## Exercise
The task requires restating, word for word, the lines of the entries below from the one containing "pin: the navy" through the final one, both included.
-------- Data records --------
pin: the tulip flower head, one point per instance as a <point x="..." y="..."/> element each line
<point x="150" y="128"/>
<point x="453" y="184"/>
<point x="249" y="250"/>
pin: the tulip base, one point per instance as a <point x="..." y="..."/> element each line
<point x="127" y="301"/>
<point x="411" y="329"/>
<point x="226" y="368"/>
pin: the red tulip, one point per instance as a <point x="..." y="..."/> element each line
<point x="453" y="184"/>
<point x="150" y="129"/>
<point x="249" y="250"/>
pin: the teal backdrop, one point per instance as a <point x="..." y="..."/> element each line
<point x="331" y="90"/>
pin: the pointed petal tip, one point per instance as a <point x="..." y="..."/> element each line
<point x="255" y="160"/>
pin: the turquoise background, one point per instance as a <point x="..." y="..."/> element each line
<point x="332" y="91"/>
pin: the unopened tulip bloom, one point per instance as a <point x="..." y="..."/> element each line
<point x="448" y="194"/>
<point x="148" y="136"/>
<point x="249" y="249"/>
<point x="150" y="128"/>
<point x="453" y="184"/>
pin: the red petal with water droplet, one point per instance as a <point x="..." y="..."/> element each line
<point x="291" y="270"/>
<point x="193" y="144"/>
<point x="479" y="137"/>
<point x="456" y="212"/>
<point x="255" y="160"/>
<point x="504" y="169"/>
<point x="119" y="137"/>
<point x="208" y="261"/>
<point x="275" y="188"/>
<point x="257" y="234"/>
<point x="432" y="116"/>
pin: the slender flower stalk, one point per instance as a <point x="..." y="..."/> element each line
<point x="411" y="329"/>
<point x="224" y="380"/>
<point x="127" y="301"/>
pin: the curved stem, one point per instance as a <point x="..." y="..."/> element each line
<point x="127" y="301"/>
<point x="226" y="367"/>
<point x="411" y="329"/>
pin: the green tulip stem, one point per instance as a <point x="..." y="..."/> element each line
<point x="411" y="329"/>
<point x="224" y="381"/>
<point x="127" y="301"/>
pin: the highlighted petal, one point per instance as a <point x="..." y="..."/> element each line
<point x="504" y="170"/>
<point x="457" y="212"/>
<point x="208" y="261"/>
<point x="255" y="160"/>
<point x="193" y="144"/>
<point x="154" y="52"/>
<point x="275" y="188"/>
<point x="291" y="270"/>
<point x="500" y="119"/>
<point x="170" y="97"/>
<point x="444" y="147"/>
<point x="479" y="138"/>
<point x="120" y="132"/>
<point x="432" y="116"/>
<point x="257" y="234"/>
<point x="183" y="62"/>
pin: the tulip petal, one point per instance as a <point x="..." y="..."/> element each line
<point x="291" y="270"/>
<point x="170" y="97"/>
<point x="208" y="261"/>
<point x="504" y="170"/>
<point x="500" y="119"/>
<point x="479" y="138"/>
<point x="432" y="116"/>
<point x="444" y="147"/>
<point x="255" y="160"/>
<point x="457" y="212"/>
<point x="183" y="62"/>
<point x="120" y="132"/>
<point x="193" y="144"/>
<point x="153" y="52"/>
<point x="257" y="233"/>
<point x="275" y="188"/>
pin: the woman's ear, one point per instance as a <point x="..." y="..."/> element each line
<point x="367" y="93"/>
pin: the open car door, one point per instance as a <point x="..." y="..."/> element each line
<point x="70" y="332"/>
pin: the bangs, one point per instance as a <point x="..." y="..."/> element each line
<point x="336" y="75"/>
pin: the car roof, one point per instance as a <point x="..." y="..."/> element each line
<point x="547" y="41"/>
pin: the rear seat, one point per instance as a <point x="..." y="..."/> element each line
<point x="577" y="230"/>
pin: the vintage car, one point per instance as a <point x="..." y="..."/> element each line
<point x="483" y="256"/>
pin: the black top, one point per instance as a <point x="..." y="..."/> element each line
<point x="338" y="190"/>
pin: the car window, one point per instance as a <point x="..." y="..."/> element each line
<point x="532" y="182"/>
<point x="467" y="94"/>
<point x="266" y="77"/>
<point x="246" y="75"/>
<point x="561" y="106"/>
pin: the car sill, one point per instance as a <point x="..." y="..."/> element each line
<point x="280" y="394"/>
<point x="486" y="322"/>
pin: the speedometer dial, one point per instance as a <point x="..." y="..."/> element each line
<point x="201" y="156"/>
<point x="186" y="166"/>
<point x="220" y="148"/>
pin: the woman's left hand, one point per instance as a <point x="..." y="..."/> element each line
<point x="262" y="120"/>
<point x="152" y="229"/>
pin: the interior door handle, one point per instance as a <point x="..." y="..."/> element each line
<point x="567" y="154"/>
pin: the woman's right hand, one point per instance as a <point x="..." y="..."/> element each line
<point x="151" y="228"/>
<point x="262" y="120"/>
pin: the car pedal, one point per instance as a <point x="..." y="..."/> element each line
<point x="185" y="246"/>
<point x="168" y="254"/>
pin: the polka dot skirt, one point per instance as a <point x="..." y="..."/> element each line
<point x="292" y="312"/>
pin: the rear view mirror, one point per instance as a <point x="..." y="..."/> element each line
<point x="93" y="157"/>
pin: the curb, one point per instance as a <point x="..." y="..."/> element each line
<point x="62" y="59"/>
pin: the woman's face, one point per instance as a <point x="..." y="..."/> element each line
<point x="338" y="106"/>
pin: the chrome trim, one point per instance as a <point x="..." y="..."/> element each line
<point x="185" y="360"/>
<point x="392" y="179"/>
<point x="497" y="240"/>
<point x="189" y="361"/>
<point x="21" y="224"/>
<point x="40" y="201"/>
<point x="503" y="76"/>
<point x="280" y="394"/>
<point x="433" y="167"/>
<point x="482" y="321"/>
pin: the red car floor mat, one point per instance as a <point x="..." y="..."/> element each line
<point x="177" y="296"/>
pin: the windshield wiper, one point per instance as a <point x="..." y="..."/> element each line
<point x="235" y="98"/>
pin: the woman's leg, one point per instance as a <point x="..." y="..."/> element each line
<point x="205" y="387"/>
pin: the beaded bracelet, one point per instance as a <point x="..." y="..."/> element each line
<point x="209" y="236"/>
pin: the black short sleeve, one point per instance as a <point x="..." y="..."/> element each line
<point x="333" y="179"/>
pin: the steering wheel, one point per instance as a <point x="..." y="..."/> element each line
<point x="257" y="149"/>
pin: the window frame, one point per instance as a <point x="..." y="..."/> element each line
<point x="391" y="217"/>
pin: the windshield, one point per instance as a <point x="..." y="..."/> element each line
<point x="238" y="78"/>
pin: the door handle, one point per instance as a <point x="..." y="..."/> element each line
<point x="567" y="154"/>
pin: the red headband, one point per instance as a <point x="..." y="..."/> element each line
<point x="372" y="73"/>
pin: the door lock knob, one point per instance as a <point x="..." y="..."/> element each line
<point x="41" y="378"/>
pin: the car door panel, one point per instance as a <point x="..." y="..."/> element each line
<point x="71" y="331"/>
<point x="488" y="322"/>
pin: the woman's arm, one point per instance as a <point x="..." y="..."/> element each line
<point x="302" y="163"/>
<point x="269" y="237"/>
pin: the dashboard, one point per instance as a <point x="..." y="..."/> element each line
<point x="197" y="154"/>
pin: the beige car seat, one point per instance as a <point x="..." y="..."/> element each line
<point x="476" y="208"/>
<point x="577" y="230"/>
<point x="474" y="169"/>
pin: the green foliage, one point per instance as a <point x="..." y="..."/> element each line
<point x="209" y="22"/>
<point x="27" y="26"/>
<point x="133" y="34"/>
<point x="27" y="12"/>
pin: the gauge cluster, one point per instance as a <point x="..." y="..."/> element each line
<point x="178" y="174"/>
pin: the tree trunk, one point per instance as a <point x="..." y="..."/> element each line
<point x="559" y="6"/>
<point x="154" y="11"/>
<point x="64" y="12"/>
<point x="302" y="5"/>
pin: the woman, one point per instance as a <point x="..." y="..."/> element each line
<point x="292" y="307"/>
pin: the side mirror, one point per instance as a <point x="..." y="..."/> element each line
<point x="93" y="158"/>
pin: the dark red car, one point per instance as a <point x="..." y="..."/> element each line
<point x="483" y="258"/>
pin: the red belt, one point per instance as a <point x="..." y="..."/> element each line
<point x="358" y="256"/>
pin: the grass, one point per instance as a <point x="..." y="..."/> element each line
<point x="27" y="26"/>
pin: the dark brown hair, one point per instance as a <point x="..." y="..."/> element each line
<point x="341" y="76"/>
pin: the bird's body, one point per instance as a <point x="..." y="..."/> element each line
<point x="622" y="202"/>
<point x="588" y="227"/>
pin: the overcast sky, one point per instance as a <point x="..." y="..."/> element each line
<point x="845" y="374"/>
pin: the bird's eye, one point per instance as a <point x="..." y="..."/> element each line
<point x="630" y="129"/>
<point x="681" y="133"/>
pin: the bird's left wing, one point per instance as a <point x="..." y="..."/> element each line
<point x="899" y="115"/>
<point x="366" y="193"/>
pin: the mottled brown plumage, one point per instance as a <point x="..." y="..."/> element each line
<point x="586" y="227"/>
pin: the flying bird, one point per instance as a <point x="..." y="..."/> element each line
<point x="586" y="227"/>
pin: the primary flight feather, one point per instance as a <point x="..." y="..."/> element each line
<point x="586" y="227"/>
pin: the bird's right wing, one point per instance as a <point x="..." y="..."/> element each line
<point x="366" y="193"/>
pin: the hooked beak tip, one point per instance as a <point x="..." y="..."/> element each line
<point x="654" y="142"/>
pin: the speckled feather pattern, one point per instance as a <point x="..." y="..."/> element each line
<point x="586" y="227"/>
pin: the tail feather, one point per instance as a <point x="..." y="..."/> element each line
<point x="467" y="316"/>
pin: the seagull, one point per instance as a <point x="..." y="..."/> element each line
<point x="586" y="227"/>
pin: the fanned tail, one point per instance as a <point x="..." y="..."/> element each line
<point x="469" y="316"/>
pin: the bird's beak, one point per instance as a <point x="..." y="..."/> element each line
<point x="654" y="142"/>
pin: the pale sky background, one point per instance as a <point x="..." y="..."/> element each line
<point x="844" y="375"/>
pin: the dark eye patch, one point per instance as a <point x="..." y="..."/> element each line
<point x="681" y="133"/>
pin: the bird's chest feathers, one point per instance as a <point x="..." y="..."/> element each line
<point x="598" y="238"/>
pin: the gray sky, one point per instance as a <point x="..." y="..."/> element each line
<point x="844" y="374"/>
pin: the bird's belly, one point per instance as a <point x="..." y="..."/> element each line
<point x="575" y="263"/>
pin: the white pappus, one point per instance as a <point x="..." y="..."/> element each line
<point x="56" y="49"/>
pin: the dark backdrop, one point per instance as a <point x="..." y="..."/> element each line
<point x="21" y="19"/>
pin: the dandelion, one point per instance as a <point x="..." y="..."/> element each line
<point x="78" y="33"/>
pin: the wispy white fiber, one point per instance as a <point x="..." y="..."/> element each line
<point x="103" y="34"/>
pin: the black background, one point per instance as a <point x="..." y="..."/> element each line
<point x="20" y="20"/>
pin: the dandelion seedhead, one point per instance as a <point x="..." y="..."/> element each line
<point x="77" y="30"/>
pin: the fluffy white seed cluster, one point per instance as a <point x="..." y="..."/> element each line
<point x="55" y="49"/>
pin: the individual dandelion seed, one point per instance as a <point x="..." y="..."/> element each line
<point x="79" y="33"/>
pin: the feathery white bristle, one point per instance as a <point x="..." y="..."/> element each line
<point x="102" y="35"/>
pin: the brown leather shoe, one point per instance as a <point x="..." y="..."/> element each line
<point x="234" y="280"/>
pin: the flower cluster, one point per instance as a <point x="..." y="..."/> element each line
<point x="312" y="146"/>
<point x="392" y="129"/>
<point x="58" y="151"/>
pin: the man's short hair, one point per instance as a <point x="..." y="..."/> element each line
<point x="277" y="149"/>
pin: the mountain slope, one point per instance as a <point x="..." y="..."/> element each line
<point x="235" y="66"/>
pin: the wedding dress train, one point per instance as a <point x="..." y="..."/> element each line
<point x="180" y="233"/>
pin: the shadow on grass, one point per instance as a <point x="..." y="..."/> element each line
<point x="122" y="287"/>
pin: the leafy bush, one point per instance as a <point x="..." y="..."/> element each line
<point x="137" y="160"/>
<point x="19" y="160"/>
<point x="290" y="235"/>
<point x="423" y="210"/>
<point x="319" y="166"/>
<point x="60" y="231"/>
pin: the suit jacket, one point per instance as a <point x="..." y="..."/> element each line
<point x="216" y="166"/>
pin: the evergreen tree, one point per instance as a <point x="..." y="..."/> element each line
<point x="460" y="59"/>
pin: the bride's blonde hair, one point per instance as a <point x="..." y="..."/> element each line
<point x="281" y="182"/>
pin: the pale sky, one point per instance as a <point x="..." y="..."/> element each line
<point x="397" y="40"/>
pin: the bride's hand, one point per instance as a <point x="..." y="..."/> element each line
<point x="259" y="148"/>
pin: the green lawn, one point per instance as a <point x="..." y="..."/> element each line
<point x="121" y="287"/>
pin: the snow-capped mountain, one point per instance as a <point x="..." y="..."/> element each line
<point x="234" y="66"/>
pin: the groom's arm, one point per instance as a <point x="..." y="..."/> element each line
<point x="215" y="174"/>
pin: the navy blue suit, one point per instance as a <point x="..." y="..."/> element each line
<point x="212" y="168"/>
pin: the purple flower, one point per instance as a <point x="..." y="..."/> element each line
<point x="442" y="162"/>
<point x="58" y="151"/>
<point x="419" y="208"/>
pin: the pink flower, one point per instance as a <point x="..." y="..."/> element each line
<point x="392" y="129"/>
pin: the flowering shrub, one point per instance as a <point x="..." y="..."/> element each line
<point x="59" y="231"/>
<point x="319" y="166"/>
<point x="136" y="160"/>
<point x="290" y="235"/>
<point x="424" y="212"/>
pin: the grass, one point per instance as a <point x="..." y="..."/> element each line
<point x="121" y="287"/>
--------
## Task answer
pin: the navy blue suit, one point per instance as a <point x="..." y="..."/> element each line
<point x="212" y="168"/>
pin: the purple flower, one point per instance as a <point x="..." y="..."/> element each line
<point x="442" y="162"/>
<point x="58" y="151"/>
<point x="419" y="208"/>
pin: the pink flower, one point per instance as a <point x="..." y="..."/> element each line
<point x="392" y="129"/>
pin: the flowering shrub, one point per instance as a <point x="..." y="..."/> element each line
<point x="59" y="231"/>
<point x="319" y="166"/>
<point x="136" y="160"/>
<point x="290" y="235"/>
<point x="424" y="212"/>
pin: the grass, one point per instance as a <point x="..." y="..."/> element each line
<point x="121" y="287"/>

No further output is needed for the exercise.